▶ Problem statement: Locate the line that contains "Give the outline of every instance of the cliff". Reproduce it and all following lines up to the end of the material, exactly and with nothing added.
--------------------------------
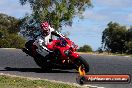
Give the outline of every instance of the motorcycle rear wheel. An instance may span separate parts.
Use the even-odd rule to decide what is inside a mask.
[[[40,54],[37,54],[34,57],[34,61],[36,62],[36,64],[43,70],[43,71],[50,71],[52,70],[51,68],[51,63],[47,62],[47,57],[44,57]]]

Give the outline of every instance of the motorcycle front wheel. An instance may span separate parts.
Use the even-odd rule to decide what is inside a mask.
[[[88,62],[81,56],[75,60],[75,66],[76,66],[76,70],[81,68],[81,69],[85,70],[86,73],[89,72]]]

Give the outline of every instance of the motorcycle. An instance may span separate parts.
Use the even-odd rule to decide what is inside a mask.
[[[37,46],[33,45],[34,40],[25,44],[23,52],[32,56],[36,64],[44,70],[51,70],[53,67],[62,69],[73,68],[85,74],[89,72],[88,62],[82,58],[77,52],[77,45],[67,37],[59,37],[52,40],[47,45],[47,48],[53,52],[48,53],[46,56],[39,54],[36,49]]]

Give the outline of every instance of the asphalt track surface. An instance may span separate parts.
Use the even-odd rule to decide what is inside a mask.
[[[88,54],[81,54],[81,56],[90,65],[89,74],[130,74],[132,79],[132,57]],[[0,73],[68,83],[77,83],[78,76],[78,72],[74,69],[53,69],[51,72],[44,72],[36,65],[32,57],[26,56],[20,49],[0,49]],[[104,88],[132,88],[132,82],[128,84],[87,85]]]

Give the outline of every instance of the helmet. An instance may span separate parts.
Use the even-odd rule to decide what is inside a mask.
[[[42,32],[43,32],[44,35],[48,35],[49,34],[49,23],[48,22],[41,23],[40,27],[41,27]]]
[[[43,23],[41,23],[41,28],[42,28],[43,30],[47,30],[47,29],[49,28],[49,23],[48,23],[48,22],[43,22]]]

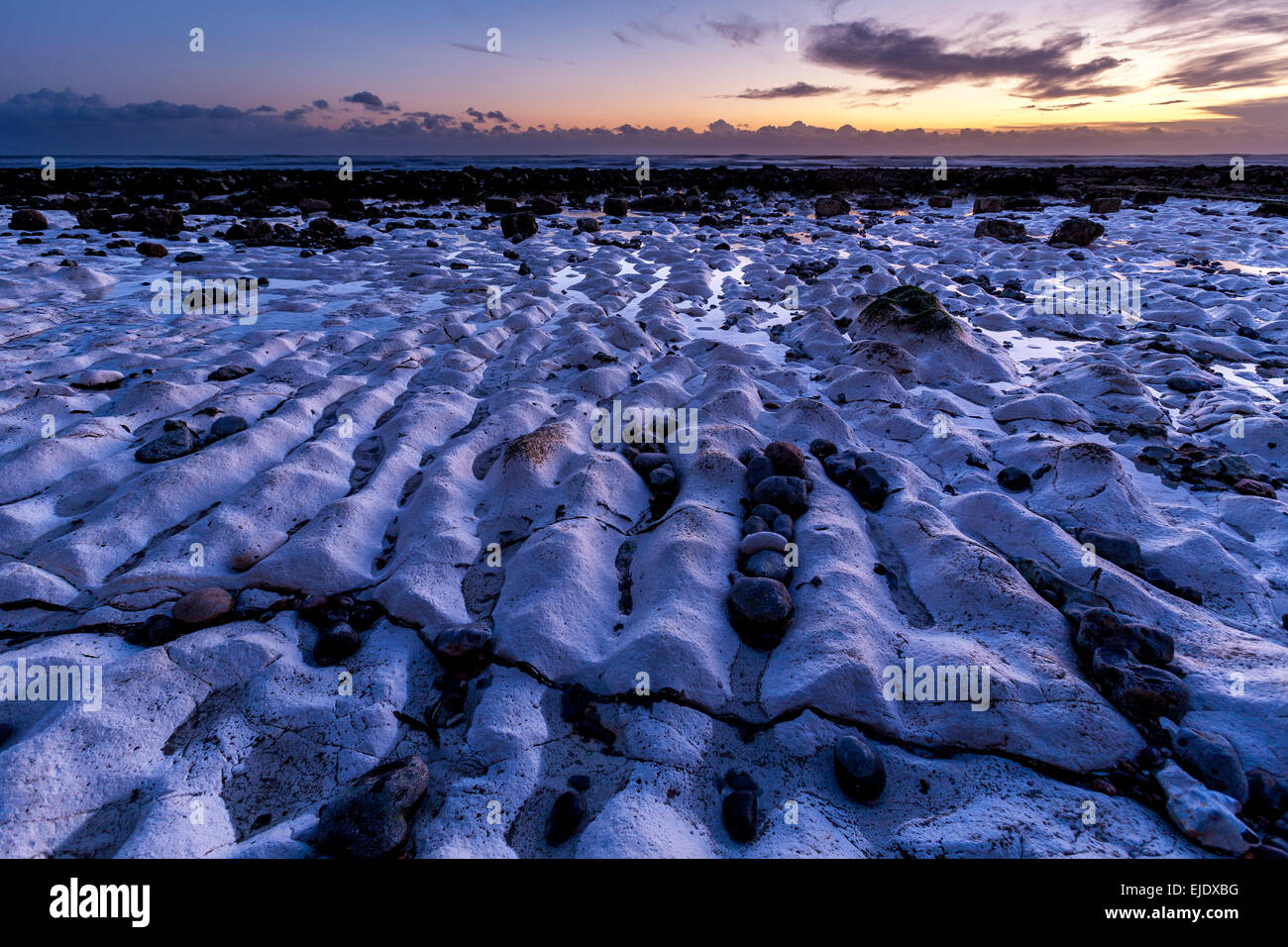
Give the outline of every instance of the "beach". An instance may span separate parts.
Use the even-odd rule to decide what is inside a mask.
[[[1284,167],[39,174],[0,854],[1288,854]]]

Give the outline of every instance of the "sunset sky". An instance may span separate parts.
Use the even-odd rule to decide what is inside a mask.
[[[14,4],[0,153],[1285,152],[1284,36],[1285,0]]]

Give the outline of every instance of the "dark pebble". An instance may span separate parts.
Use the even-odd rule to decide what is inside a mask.
[[[550,809],[550,819],[546,822],[546,844],[563,845],[577,826],[586,818],[586,801],[576,790],[568,790],[560,795]]]
[[[809,509],[809,481],[800,477],[766,477],[751,491],[752,502],[768,502],[791,517]]]
[[[845,795],[869,803],[885,790],[885,764],[867,741],[848,734],[832,746],[832,769]]]
[[[790,441],[774,441],[765,446],[765,456],[781,477],[805,475],[805,452]]]
[[[729,624],[752,648],[765,651],[778,644],[792,611],[792,597],[773,579],[743,577],[729,590]]]
[[[756,837],[756,821],[759,809],[756,794],[750,790],[735,790],[724,799],[720,807],[720,817],[724,819],[725,831],[729,837],[738,843],[747,843]]]
[[[1018,466],[1003,466],[997,475],[997,482],[1003,490],[1010,490],[1012,493],[1029,488],[1029,475]]]
[[[210,425],[210,434],[215,438],[232,437],[246,430],[246,419],[237,415],[224,415]]]
[[[864,508],[878,510],[890,496],[890,484],[875,466],[864,464],[850,478],[850,492]]]
[[[362,636],[352,625],[337,621],[318,631],[317,644],[313,646],[313,660],[319,665],[330,666],[344,661],[362,647]]]

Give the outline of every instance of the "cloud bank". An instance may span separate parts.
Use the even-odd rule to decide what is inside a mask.
[[[774,91],[774,90],[769,90]],[[781,90],[779,90],[781,91]],[[352,97],[350,97],[352,98]],[[372,95],[374,99],[381,100]],[[1209,121],[1157,125],[864,130],[804,122],[705,129],[522,128],[502,110],[459,115],[368,108],[337,126],[319,103],[286,112],[43,89],[0,103],[0,140],[13,155],[1236,155],[1288,152],[1288,98],[1213,110]],[[383,100],[381,100],[383,102]]]

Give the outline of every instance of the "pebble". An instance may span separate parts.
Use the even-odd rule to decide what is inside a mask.
[[[725,831],[737,843],[746,844],[756,837],[756,822],[760,818],[756,794],[751,790],[734,790],[724,798],[720,818]]]
[[[796,532],[795,524],[792,523],[792,518],[788,517],[786,513],[781,513],[774,519],[773,530],[784,540],[791,540]]]
[[[1029,475],[1018,466],[1003,466],[1002,472],[997,474],[997,482],[1003,490],[1010,490],[1012,493],[1019,493],[1030,486]]]
[[[809,452],[819,461],[823,461],[836,454],[836,445],[827,438],[817,437],[809,442]]]
[[[134,459],[140,464],[160,464],[165,460],[174,460],[187,454],[192,454],[197,443],[187,425],[166,430],[161,437],[148,441],[134,451]]]
[[[774,441],[765,446],[765,456],[782,477],[805,475],[805,452],[790,441]]]
[[[1261,768],[1249,769],[1248,798],[1258,809],[1273,816],[1288,812],[1288,782]]]
[[[774,475],[774,461],[764,454],[757,454],[747,463],[747,486],[755,490]]]
[[[1167,665],[1175,657],[1170,634],[1150,625],[1124,622],[1108,608],[1088,608],[1082,613],[1074,646],[1083,656],[1101,647],[1122,648],[1151,665]]]
[[[1061,244],[1072,246],[1091,246],[1096,237],[1101,236],[1104,232],[1105,228],[1095,220],[1088,220],[1084,216],[1070,216],[1068,220],[1060,222],[1060,225],[1051,233],[1051,240],[1048,242],[1052,246],[1059,246]]]
[[[233,609],[233,597],[227,589],[207,586],[189,591],[174,603],[170,611],[175,621],[184,625],[204,625],[224,617]]]
[[[346,621],[337,621],[318,631],[313,646],[313,660],[323,667],[340,664],[362,647],[359,635]]]
[[[860,803],[871,803],[885,791],[885,764],[860,737],[846,734],[836,738],[832,769],[841,790]]]
[[[809,481],[800,477],[766,477],[752,488],[751,499],[752,502],[768,502],[791,517],[799,517],[809,509]]]
[[[1172,756],[1186,773],[1208,789],[1224,792],[1239,805],[1248,801],[1248,777],[1243,772],[1239,754],[1225,737],[1189,727],[1176,728],[1172,733]]]
[[[773,579],[783,585],[787,585],[792,575],[792,569],[783,558],[783,554],[773,553],[768,549],[748,557],[742,567],[742,572],[752,579]]]
[[[376,767],[326,804],[313,844],[331,856],[398,856],[411,840],[410,816],[428,790],[429,769],[417,756]]]
[[[1207,789],[1175,763],[1162,767],[1155,778],[1167,795],[1167,814],[1194,841],[1229,854],[1243,854],[1260,841],[1239,821],[1233,799]]]
[[[765,549],[778,553],[781,559],[782,553],[787,551],[787,540],[777,532],[753,532],[738,544],[738,558],[746,559]]]
[[[223,417],[215,419],[215,423],[210,425],[210,434],[214,438],[232,437],[242,430],[246,430],[246,419],[238,415],[224,415]]]
[[[1108,559],[1114,566],[1128,572],[1140,572],[1145,568],[1145,558],[1140,551],[1140,542],[1131,536],[1117,532],[1100,532],[1099,530],[1082,530],[1078,541],[1090,542],[1095,554],[1101,559]]]
[[[890,484],[875,466],[864,464],[850,478],[850,492],[866,509],[880,510],[890,496]]]
[[[550,818],[546,822],[546,844],[563,845],[577,831],[577,826],[586,818],[586,800],[581,792],[568,790],[562,794],[550,809]]]
[[[430,648],[446,670],[474,676],[492,662],[492,631],[482,621],[453,625],[439,631]]]
[[[792,598],[773,579],[738,579],[729,591],[729,624],[750,647],[773,648],[792,620]]]

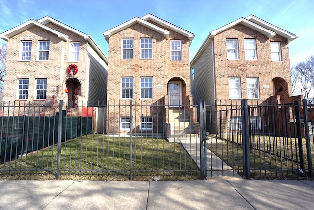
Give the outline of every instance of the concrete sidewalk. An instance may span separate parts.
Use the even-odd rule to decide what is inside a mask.
[[[0,181],[1,210],[312,210],[314,181]]]

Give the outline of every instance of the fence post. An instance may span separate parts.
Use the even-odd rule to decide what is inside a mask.
[[[300,118],[300,106],[299,101],[294,101],[294,109],[295,110],[295,118],[296,119],[296,129],[298,137],[298,144],[299,145],[299,155],[300,156],[300,167],[301,169],[304,170],[304,156],[303,155],[303,146],[302,144],[302,129],[301,127],[301,119]],[[300,171],[302,174],[304,172]]]
[[[308,168],[309,175],[313,177],[313,167],[312,165],[312,156],[311,152],[311,143],[310,142],[310,133],[309,132],[309,117],[307,107],[307,101],[302,100],[303,104],[303,116],[304,116],[304,130],[305,131],[305,142],[306,145],[306,155],[308,159]]]
[[[242,112],[242,141],[243,147],[243,174],[244,177],[249,180],[250,174],[250,142],[249,134],[249,112],[247,99],[241,100]]]
[[[200,167],[201,167],[201,180],[204,180],[204,148],[203,144],[203,140],[204,138],[204,114],[203,114],[203,100],[200,99],[199,103],[199,117],[200,119]]]
[[[130,174],[129,180],[132,180],[132,131],[133,130],[133,116],[132,115],[132,100],[130,100]]]
[[[61,139],[62,132],[62,105],[63,101],[60,100],[59,104],[59,120],[58,121],[58,151],[57,156],[57,179],[60,177],[60,160],[61,159]]]

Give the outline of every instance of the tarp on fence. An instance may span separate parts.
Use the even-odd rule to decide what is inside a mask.
[[[0,117],[0,162],[56,144],[58,116]],[[61,141],[93,133],[92,118],[62,117]]]

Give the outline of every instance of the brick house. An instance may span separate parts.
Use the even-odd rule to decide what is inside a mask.
[[[288,44],[297,37],[253,15],[211,31],[190,62],[195,103],[216,102],[216,111],[237,108],[244,98],[257,105],[287,103],[292,98]],[[240,116],[225,119],[230,129],[241,129]],[[260,115],[252,119],[261,129]],[[219,132],[220,120],[207,117],[208,130]]]
[[[131,129],[133,133],[164,132],[169,138],[174,136],[175,124],[185,132],[193,122],[189,48],[194,35],[150,14],[103,35],[109,44],[109,111],[110,105],[131,101],[133,108],[132,122],[129,110],[121,106],[111,111],[115,115],[108,113],[108,132],[126,133]],[[182,112],[187,114],[184,128],[173,121]]]
[[[7,105],[54,105],[62,99],[69,112],[82,102],[106,103],[108,59],[90,35],[46,16],[17,26],[0,38],[7,41]]]

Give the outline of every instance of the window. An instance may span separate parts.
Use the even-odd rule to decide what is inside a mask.
[[[194,80],[195,79],[194,76],[194,66],[192,67],[192,69],[191,70],[191,77],[192,78],[192,80]]]
[[[23,41],[22,45],[22,60],[30,60],[31,41]]]
[[[239,59],[237,39],[227,39],[227,59]]]
[[[143,59],[153,58],[153,39],[141,39],[141,58]]]
[[[229,77],[229,98],[241,98],[240,77]]]
[[[36,85],[36,99],[46,99],[46,92],[47,87],[47,79],[37,79]]]
[[[245,59],[248,60],[257,59],[256,47],[255,39],[244,39]]]
[[[153,78],[141,78],[141,99],[153,99]]]
[[[153,117],[141,117],[141,123],[140,123],[140,130],[153,130]]]
[[[38,60],[48,60],[48,54],[49,54],[49,41],[39,42],[39,55]]]
[[[122,98],[133,98],[133,77],[122,77],[121,89]]]
[[[171,60],[181,60],[181,41],[171,41]]]
[[[28,79],[19,80],[19,99],[27,99],[28,98]]]
[[[120,130],[130,130],[131,121],[130,117],[121,117],[120,120]]]
[[[79,42],[71,42],[70,43],[70,57],[69,61],[78,62],[79,55]]]
[[[122,59],[133,59],[133,39],[122,39]]]
[[[270,48],[271,50],[271,61],[281,61],[280,43],[279,42],[270,42]]]
[[[248,98],[259,98],[259,79],[257,77],[248,77],[246,79],[246,84]]]

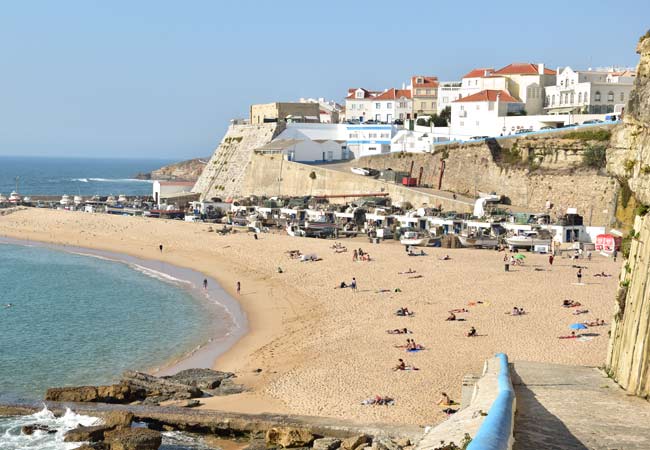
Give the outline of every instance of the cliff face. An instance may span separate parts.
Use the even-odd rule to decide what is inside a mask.
[[[637,46],[641,59],[623,124],[608,149],[607,169],[640,203],[650,204],[650,36]],[[612,320],[607,371],[628,392],[650,396],[650,215],[634,221],[630,254],[621,271]]]
[[[608,127],[603,127],[573,135],[500,139],[493,148],[485,143],[440,145],[433,154],[364,157],[359,166],[409,172],[413,164],[412,176],[421,174],[421,183],[434,189],[442,171],[442,190],[470,197],[496,192],[531,211],[544,210],[550,200],[553,213],[573,207],[587,224],[607,226],[618,193],[616,180],[603,170],[608,138]]]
--------------------------------
▶ Full answer:
Give the outline of every instance of the cliff face. An instance may span separate parts.
Use the even-odd rule to decide what is inside a mask.
[[[637,46],[641,59],[623,124],[608,149],[607,169],[640,203],[650,204],[650,36]],[[612,320],[607,371],[628,392],[650,396],[650,215],[634,221],[630,254],[621,271]]]
[[[608,127],[603,127],[573,135],[500,139],[493,148],[485,143],[440,145],[433,154],[364,157],[359,166],[409,172],[413,164],[412,176],[421,174],[421,183],[434,189],[442,171],[442,190],[470,197],[496,192],[531,211],[544,210],[550,200],[553,213],[573,207],[587,224],[607,226],[618,193],[616,180],[603,170],[608,138]]]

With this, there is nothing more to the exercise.